━━━ FRAGMENT TEKSTU ━━━

Podsumowanie kolejki Premier League #18
Premier League
19-12-2017

Podsumowanie kolejki Premier League #18

-
0
0
+
Udostępnij

Fazę grupową Ligi Mistrzów mamy już za sobą, pary rozlosowano w zeszły poniedziałek. Oznaczało to, że w tym tygodniu nikt nie zabawiał nas piłkarsko w oczekiwaniu na kolejną kolejkę Premier Legaue. No dobra, były Klubowe Mistrzostwa Świata, ale kto poza kibicami Realu Madryt w ogóle je oglądał? W zaistniałej sytuacji fani angielskiego futbolu byli bardziej wygłodniali wrażeń niż zwykle. Czy ten apetyt miał szanse zostać zaspokojony? Jak najbardziej, przecież osiemnasta kolejka miała w swojej karcie mnóstwo ciekawych bojów, a hitem całego weekendu było starcie Tottenhamu z Manchesterem City. Koguty miały nadzieję, że uda im się zatrzymać bijące rekordy City, tak jak rok temu uczynili to z Chelsea. Czy im się udało? Co jeszcze ciekawego działo się na boiskach w Anglii? Zapraszam.

Kolejkę rozpoczął Arsenal, który gościł na swoim boisku Newcastle United. Kanonierzy wyszli na to spotkanie, dość nieoczekiwanie z resztą, w formacji 4-5-1. Ostatnie tygodnie Wenger grał trzema środkowymi obrońcami, a teraz zdecydował się wrócić do klasycznej pary. Monreal wraz z Koscielnym spisali się świetnie, aż strach pomyśleć, co by było gdyby zamiast Hiszpana w linii defensywy był Mustafi. Magpies nie mieliby już nic do powiedzenia. Po drugiej stronie boiska defensywa radziła sobie z goła inaczej. Ofensywa Arsenalu stwarzała sobie wiele szans, choć udało im się wykorzystać zaledwie jedną. Na plus trzeba zaliczyć występ młodego Maiitlanda-Nilesa. Anglik to przecież nominalny skrzydłowy, a mimo to Wenger ustawił go jako lewego obrońcę, nawet nie wahadłowego. Ten jednak świetnie sobie poradził, pokazując, że śmiało może być alternatywą dla Kolasinaca. Co więcej, jeśli karze mu się grać na tej skrajnej pozycji w formacji 5-2-3, będzie on tylko groźniejszy.

━━━ DOSTĘPNE DANE ━━━

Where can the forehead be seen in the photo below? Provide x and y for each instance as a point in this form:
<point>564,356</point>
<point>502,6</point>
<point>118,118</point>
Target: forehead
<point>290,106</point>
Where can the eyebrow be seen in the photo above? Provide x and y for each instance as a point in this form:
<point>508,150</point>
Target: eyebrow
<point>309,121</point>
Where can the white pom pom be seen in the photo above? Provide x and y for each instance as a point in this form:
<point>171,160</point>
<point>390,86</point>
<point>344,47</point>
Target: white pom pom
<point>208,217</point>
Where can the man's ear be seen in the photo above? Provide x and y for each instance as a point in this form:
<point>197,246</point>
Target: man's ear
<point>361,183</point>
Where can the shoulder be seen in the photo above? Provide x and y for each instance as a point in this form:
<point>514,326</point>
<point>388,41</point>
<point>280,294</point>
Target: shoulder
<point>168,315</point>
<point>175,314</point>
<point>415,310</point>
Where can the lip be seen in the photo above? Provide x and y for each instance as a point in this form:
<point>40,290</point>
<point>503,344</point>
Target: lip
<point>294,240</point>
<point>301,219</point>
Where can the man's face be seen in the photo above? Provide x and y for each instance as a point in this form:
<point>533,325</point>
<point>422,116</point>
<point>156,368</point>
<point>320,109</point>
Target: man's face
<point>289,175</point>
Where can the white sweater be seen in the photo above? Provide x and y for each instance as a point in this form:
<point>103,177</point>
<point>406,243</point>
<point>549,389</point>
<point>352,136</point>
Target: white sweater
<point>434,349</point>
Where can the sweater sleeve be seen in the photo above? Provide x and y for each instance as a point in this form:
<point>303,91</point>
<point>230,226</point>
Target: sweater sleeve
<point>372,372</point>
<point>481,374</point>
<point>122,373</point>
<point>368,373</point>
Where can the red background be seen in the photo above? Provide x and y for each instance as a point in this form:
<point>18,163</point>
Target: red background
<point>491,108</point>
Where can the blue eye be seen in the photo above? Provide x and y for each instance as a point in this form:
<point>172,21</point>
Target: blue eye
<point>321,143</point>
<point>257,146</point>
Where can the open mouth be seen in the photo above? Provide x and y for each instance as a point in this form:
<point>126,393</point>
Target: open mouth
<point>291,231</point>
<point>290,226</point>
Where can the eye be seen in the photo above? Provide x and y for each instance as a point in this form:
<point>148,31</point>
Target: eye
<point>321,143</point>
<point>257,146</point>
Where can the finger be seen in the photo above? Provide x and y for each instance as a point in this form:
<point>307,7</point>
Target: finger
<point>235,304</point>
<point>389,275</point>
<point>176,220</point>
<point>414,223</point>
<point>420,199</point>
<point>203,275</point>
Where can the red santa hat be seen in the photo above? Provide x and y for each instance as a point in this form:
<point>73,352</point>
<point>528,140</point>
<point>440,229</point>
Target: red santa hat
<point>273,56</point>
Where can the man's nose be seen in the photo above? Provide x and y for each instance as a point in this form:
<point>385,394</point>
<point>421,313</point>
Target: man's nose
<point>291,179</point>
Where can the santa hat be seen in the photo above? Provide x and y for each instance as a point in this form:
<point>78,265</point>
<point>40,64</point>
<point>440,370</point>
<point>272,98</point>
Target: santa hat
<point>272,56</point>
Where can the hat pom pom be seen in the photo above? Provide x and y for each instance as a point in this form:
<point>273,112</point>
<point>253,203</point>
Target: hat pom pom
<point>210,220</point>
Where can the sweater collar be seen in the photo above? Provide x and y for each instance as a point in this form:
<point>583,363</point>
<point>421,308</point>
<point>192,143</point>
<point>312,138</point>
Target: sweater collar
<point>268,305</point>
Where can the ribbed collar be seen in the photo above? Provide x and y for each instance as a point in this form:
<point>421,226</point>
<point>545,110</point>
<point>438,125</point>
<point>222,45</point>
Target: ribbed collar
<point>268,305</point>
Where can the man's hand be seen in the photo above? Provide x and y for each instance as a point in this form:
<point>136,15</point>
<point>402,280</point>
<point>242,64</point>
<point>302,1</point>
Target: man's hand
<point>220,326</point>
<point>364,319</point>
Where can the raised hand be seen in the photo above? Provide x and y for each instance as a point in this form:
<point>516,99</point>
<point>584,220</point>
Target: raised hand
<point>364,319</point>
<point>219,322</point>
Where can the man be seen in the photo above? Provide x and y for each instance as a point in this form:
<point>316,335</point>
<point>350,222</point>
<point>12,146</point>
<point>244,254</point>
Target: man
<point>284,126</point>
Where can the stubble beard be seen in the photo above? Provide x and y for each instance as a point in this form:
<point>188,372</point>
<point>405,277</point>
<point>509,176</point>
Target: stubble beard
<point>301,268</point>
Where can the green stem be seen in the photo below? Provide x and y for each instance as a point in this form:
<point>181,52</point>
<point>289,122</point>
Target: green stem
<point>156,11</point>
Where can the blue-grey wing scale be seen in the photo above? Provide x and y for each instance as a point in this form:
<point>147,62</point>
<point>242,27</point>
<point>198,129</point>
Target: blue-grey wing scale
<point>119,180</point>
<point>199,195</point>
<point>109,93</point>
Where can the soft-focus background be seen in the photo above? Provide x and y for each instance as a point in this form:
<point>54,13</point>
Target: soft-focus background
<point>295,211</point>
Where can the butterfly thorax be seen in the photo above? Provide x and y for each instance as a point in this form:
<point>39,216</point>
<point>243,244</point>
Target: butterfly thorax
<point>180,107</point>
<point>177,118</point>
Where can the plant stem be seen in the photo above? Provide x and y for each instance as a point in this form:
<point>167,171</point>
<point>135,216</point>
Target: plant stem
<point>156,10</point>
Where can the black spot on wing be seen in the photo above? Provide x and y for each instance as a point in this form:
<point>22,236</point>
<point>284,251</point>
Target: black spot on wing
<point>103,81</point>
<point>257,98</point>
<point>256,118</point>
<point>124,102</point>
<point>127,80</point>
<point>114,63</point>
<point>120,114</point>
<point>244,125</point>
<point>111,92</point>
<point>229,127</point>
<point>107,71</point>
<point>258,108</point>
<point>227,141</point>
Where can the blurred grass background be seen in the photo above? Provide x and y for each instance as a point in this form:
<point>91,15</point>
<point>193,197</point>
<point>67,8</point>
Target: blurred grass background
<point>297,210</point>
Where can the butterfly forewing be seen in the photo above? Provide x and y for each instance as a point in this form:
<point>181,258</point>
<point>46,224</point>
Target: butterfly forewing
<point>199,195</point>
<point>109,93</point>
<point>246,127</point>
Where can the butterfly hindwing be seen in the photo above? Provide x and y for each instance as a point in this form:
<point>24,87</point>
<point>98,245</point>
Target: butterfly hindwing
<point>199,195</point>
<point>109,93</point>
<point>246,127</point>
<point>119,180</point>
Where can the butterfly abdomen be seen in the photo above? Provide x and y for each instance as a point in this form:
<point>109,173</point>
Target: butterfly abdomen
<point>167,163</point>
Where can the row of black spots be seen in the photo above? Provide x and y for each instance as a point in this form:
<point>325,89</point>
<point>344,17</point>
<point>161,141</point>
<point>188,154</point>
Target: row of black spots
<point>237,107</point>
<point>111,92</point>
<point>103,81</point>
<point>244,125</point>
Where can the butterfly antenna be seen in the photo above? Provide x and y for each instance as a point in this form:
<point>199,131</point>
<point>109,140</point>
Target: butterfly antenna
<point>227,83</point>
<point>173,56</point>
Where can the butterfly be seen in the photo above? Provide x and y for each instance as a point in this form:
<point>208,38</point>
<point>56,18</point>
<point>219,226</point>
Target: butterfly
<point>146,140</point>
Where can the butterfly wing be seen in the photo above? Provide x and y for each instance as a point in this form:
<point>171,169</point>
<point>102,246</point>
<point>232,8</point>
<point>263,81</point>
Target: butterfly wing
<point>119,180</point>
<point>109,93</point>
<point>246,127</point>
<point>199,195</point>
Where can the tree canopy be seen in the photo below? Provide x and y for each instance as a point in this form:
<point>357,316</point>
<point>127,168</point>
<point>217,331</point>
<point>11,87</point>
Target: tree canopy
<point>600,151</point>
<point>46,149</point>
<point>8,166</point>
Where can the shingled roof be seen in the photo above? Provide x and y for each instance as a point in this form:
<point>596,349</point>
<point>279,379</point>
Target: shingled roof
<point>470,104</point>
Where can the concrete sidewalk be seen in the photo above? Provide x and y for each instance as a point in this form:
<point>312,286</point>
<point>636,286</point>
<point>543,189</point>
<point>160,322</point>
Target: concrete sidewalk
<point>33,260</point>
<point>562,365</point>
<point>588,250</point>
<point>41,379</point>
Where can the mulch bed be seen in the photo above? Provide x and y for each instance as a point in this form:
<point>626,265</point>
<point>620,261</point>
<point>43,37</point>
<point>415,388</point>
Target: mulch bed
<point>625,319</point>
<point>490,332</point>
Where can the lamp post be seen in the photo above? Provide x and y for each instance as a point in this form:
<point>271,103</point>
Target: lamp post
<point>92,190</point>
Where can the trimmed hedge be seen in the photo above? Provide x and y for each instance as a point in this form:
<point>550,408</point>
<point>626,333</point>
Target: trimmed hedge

━━━

**ZADANIA DO WYKONANIA**
[A] Przetłumacz na angielski zdanie z podsumowania kolejki Premier League: „Kolejkę rozpoczął Arsenal, który gościł na swoim boisku Newcastle United.”
[B] Przepisz dokładnie wiersze listingu od tego, który zawiera „Where can the concrete”, aż do końca listingu, łącznie z obydwoma krańcami.

**ROZWIĄZANIA ZADAŃ**
[A] Arsenal opened the round, hosting Newcastle United at their home ground.

[B]
Where can the concrete sidewalk be seen in the photo above? Provide x and y for each instance as a point in this form:
<point>312,286</point>
<point>636,286</point>
<point>543,189</point>
<point>160,322</point>
Target: concrete sidewalk
<point>33,260</point>
<point>562,365</point>
<point>588,250</point>
<point>41,379</point>
Where can the mulch bed be seen in the photo above? Provide x and y for each instance as a point in this form:
<point>626,265</point>
<point>620,261</point>
<point>43,37</point>
<point>415,388</point>
Target: mulch bed
<point>625,319</point>
<point>490,332</point>
Where can the lamp post be seen in the photo above? Provide x and y for each instance as a point in this form:
<point>271,103</point>
Target: lamp post
<point>92,190</point>
Where can the trimmed hedge be seen in the photo above? Provide x and y for each instance as a point in this form:
<point>550,408</point>
<point>626,333</point>
Target: trimmed hedge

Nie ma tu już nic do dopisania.